_Problem description:_ Pictures do not belong in the copy; print every entry exactly as it stands.

───── Supplied material

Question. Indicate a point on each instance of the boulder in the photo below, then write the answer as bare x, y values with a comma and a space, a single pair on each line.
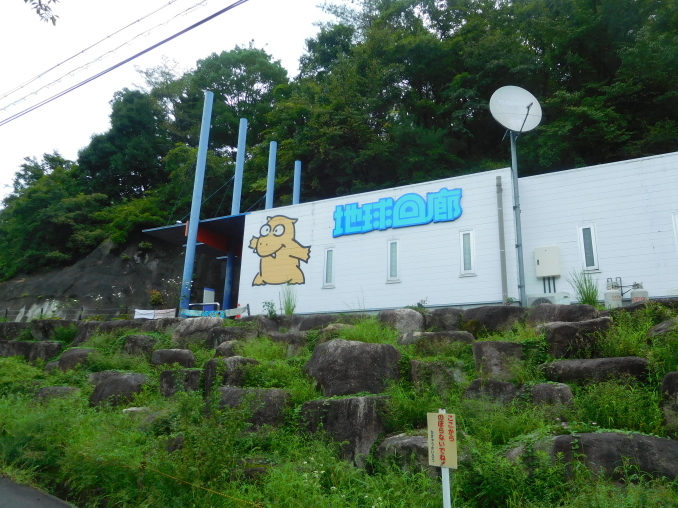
355, 422
345, 367
434, 343
216, 336
11, 330
43, 329
446, 319
139, 345
117, 389
226, 349
48, 393
598, 369
410, 453
195, 329
608, 452
490, 319
73, 357
497, 391
183, 357
403, 320
572, 340
316, 321
226, 371
184, 380
551, 393
549, 313
267, 404
670, 325
441, 375
497, 360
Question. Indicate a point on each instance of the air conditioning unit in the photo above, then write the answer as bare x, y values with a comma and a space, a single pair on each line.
557, 298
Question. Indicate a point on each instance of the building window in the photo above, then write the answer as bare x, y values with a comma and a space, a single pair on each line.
328, 272
467, 248
587, 246
393, 275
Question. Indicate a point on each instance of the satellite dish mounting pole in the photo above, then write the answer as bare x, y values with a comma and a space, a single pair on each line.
516, 214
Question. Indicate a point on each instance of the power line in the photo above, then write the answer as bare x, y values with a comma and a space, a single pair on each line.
119, 64
72, 72
26, 83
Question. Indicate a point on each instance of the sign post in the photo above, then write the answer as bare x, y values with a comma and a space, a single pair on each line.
442, 447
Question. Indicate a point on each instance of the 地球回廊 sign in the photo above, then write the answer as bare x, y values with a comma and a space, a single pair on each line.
408, 210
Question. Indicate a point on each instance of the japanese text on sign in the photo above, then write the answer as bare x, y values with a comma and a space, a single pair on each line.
442, 440
408, 210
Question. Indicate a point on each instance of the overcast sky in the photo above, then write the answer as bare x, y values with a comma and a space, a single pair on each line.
30, 47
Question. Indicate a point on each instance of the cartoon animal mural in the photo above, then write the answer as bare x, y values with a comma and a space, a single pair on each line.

──────────

_Result below:_
Question. Indicate a point on each instance of the boulder in the photo below, then write the answer as bare x, y values with a comma and a space, a single pair on each line.
355, 422
345, 367
434, 343
216, 336
11, 330
43, 329
446, 319
139, 345
117, 389
226, 349
48, 393
598, 369
410, 453
195, 329
608, 452
490, 319
73, 357
497, 391
183, 357
403, 320
572, 340
316, 321
226, 371
184, 380
551, 393
549, 313
267, 404
670, 325
441, 375
497, 360
Question. Indicate a point on each instance of the air conditioning unit in the photo above, then write the answer as bare x, y values with a comma and a space, a single pair on each line.
557, 298
Question. Indicate a point on each instance of the building window in the photo above, then write the answer as bare x, y values with a comma and a space, a single pair on each line.
328, 272
467, 248
587, 246
393, 275
Question. Indicate a point on each instance of the satellite dish mounting pole in the photo above, then write the answer as bare x, y values with a comma and a space, a single pair on each line.
516, 214
Question. Indicate a point on each instance of the power line in the photo above, then write the answer as bare x, y values with a comma and a space, a single pair on each line.
119, 64
72, 72
26, 83
Question. Indicate a point on each instance of the sign post in the photo above, then write the answer as bare x, y values with a comma and a space, a single pair on each line.
442, 447
Question. Indicate a point on each instance of the 地球回廊 sign in the photo above, then write the answer as bare x, y values with a comma and a space, a single pair on each line.
408, 210
Question. Indicate a point on each instance of the japanese text on sign in the photo above, then write the answer as bare x, y values with a comma and a space, a single pair on each line.
442, 440
408, 210
Question. Indicate a point on each instance of the overcast sky in the photo above, then write the answer as bare x, y values with a comma and a space, a single pair on each line.
30, 47
Question. Indicate a point on each instance of the cartoon animal mural in the photo above, then write the answer as bare x, y values with a comma and a space, a single pair on each line.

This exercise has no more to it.